[The task]: Format as a JSON list of strings the lines of the entries below, beginning at the line that contains "For the benchmark, indicate the white frosting" and stopping after the line that contains "point(201, 612)". Use one string per line, include both boundary lines, and omit any blank lines.

===== Items =====

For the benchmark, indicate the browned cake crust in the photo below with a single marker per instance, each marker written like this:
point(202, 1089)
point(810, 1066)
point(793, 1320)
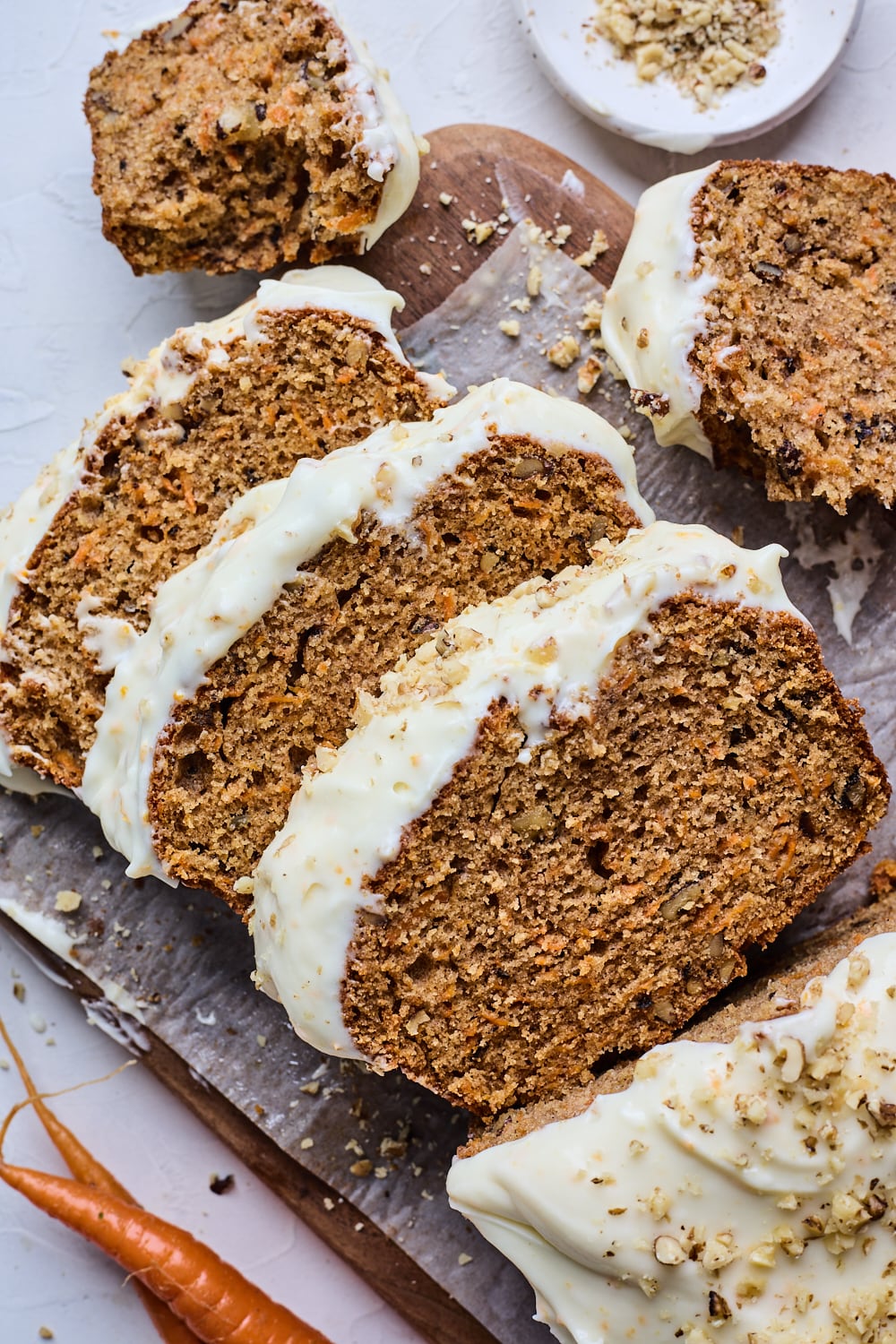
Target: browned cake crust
point(231, 758)
point(543, 916)
point(153, 488)
point(774, 995)
point(805, 312)
point(222, 140)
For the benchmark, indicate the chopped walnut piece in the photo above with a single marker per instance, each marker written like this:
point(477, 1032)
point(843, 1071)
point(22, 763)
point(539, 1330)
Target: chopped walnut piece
point(564, 351)
point(668, 1250)
point(599, 244)
point(587, 374)
point(704, 48)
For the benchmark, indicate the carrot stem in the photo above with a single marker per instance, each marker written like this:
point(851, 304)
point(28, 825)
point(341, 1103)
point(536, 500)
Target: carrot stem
point(85, 1168)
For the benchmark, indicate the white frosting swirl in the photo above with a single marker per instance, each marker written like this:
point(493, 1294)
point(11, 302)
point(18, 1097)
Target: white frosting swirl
point(657, 306)
point(163, 381)
point(201, 612)
point(740, 1193)
point(22, 526)
point(544, 648)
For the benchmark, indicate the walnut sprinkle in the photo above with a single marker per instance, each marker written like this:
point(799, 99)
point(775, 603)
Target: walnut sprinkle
point(668, 1250)
point(564, 351)
point(599, 244)
point(704, 48)
point(67, 900)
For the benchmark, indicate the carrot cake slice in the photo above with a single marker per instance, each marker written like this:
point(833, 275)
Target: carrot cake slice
point(238, 134)
point(737, 1185)
point(257, 652)
point(753, 314)
point(308, 365)
point(564, 820)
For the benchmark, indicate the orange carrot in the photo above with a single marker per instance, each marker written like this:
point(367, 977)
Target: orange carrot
point(207, 1295)
point(85, 1167)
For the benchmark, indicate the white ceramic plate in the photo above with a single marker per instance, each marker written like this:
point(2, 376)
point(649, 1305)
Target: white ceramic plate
point(605, 88)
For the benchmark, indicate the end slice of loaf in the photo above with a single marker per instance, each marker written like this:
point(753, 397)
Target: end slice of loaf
point(754, 314)
point(740, 1180)
point(562, 824)
point(257, 653)
point(306, 366)
point(238, 136)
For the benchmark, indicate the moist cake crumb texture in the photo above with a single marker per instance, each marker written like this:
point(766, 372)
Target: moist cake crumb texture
point(238, 134)
point(155, 484)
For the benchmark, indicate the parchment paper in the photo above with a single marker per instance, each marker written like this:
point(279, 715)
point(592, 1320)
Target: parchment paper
point(177, 962)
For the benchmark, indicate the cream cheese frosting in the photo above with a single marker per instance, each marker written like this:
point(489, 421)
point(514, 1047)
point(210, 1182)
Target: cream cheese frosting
point(387, 140)
point(740, 1193)
point(543, 648)
point(163, 381)
point(657, 306)
point(263, 545)
point(22, 526)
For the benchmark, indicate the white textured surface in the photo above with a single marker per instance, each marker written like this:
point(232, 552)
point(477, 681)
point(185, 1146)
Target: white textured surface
point(69, 312)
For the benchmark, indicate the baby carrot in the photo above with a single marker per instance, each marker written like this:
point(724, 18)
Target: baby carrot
point(85, 1167)
point(220, 1305)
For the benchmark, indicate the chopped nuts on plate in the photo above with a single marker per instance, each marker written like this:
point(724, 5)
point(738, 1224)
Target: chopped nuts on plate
point(598, 56)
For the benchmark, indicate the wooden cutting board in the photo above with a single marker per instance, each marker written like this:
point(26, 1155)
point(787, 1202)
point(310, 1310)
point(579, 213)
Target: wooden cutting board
point(484, 168)
point(489, 174)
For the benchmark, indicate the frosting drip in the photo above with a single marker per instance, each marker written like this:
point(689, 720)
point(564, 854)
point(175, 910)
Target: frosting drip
point(742, 1193)
point(163, 381)
point(544, 650)
point(22, 526)
point(657, 306)
point(263, 543)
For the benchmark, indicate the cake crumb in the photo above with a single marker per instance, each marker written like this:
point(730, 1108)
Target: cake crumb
point(67, 900)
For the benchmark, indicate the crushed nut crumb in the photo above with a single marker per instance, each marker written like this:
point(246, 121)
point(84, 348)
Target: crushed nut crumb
point(67, 900)
point(704, 48)
point(564, 351)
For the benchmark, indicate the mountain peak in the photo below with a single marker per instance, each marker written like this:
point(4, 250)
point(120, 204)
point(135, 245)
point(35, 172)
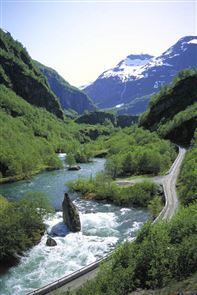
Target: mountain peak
point(181, 45)
point(129, 68)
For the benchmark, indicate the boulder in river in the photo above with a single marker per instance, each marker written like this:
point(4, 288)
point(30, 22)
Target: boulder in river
point(51, 242)
point(74, 168)
point(70, 214)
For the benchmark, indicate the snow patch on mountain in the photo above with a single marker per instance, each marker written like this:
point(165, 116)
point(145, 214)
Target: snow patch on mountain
point(129, 69)
point(194, 41)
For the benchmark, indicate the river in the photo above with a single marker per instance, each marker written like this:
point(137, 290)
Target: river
point(103, 227)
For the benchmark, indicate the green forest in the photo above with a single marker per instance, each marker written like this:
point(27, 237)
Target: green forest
point(21, 225)
point(34, 129)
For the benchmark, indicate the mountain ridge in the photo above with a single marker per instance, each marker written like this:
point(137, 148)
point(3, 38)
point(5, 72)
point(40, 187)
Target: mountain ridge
point(108, 90)
point(19, 73)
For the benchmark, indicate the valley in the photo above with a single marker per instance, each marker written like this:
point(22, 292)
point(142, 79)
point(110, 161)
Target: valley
point(123, 148)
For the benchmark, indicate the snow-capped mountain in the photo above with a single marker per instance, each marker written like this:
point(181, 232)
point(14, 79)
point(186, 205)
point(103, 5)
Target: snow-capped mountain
point(141, 75)
point(129, 68)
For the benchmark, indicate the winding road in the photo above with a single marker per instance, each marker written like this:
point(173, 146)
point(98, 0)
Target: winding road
point(77, 279)
point(168, 182)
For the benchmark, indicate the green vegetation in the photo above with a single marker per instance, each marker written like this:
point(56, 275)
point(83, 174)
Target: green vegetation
point(187, 183)
point(173, 111)
point(31, 136)
point(69, 97)
point(107, 119)
point(103, 188)
point(161, 253)
point(19, 73)
point(21, 224)
point(134, 151)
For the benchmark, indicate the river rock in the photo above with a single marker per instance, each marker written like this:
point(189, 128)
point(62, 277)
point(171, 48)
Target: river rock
point(51, 242)
point(70, 214)
point(74, 168)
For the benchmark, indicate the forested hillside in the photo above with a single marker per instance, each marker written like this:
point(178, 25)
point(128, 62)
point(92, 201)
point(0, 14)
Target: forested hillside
point(19, 73)
point(69, 96)
point(164, 254)
point(173, 111)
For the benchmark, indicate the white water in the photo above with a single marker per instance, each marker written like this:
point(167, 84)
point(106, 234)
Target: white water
point(103, 227)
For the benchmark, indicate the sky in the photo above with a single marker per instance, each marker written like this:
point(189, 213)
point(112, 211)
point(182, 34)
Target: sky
point(81, 39)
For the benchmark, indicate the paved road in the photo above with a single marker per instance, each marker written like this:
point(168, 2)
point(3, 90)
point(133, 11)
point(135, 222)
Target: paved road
point(169, 184)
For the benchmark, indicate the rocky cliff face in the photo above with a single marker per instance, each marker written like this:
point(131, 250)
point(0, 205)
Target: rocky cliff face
point(139, 76)
point(18, 72)
point(70, 214)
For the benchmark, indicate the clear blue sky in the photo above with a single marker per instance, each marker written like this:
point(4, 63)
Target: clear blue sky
point(81, 40)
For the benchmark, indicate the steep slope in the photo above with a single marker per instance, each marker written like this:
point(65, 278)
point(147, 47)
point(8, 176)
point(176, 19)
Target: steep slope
point(19, 73)
point(173, 111)
point(69, 97)
point(142, 75)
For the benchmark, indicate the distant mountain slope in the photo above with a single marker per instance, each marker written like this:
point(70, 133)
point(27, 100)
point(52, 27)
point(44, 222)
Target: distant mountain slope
point(19, 73)
point(70, 97)
point(141, 75)
point(173, 111)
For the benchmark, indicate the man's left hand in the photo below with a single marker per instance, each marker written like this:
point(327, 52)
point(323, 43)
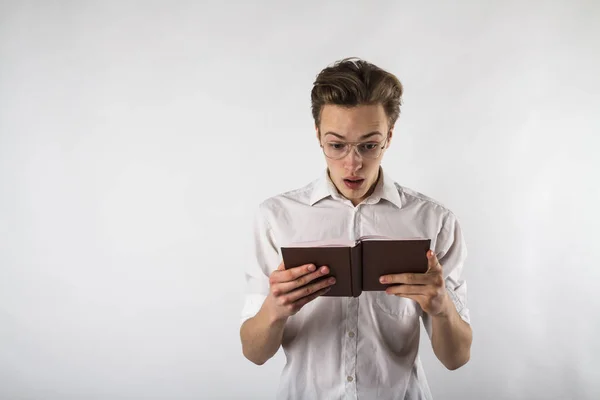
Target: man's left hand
point(427, 289)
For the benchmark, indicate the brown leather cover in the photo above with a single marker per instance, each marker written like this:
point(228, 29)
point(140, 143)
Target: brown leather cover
point(336, 258)
point(359, 267)
point(382, 257)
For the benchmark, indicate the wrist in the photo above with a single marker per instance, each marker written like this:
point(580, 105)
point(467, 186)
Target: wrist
point(447, 310)
point(270, 314)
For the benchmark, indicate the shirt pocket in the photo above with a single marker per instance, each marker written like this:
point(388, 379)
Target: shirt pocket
point(395, 305)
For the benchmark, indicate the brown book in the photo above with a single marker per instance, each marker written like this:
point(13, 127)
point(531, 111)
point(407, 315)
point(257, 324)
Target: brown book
point(357, 265)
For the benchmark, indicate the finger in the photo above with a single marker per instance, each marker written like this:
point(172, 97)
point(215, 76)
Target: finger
point(291, 274)
point(416, 297)
point(432, 262)
point(307, 290)
point(406, 278)
point(408, 289)
point(285, 287)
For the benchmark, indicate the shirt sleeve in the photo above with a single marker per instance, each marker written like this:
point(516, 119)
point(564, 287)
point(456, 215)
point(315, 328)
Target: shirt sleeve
point(257, 273)
point(451, 251)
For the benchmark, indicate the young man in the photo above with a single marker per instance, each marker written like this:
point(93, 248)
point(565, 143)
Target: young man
point(364, 347)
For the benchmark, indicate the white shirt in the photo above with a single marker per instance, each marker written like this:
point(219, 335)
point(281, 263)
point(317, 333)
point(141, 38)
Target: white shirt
point(344, 347)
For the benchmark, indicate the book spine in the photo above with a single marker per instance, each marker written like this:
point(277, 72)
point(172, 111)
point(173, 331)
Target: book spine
point(356, 269)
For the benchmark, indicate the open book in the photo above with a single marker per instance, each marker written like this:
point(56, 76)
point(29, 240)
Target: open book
point(357, 265)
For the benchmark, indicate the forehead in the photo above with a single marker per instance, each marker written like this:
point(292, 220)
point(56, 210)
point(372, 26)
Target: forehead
point(353, 122)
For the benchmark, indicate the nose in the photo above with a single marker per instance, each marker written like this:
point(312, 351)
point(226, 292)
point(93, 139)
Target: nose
point(353, 160)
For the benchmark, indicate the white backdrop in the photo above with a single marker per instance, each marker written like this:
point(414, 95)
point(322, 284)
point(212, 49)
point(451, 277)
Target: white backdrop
point(137, 139)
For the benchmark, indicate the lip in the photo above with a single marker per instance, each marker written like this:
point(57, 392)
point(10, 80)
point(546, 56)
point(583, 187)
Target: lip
point(353, 185)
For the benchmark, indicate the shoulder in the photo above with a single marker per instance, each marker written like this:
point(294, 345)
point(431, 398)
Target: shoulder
point(274, 205)
point(414, 199)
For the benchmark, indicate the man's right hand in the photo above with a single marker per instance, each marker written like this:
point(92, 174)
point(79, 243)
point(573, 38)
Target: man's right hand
point(290, 289)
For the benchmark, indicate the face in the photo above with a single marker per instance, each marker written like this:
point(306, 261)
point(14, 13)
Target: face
point(354, 175)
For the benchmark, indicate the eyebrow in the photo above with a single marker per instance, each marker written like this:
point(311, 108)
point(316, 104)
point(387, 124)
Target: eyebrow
point(365, 136)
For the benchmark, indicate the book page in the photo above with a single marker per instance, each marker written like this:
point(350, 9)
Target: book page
point(379, 237)
point(324, 243)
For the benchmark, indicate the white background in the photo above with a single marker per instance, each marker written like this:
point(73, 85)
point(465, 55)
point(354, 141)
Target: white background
point(137, 139)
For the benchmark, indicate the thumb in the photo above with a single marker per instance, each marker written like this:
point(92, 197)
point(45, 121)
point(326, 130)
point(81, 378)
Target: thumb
point(281, 267)
point(433, 264)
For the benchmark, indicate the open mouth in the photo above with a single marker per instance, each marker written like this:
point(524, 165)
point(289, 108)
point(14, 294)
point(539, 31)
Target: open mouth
point(353, 183)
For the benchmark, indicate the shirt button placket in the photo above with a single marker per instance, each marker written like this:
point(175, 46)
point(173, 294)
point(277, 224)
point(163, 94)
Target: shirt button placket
point(352, 324)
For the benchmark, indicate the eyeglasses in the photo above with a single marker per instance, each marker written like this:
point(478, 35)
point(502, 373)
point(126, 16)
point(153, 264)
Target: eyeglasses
point(337, 150)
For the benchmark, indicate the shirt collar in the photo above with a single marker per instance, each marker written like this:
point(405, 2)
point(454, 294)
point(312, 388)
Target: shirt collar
point(385, 189)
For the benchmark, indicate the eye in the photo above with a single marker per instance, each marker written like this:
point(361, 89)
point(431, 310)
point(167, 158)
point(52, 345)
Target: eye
point(336, 146)
point(369, 146)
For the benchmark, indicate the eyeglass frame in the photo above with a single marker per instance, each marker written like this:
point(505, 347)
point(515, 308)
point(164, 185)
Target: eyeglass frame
point(355, 146)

=====

[Output of the task]:
[
  "For the benchmark, indicate the white frosting swirl in the photo above with a single marker per instance, each marker written like this:",
  "point(493, 1294)",
  "point(11, 302)",
  "point(18, 1097)",
  "Target: white frosting swirl",
  "point(657, 306)",
  "point(163, 381)",
  "point(201, 612)"
]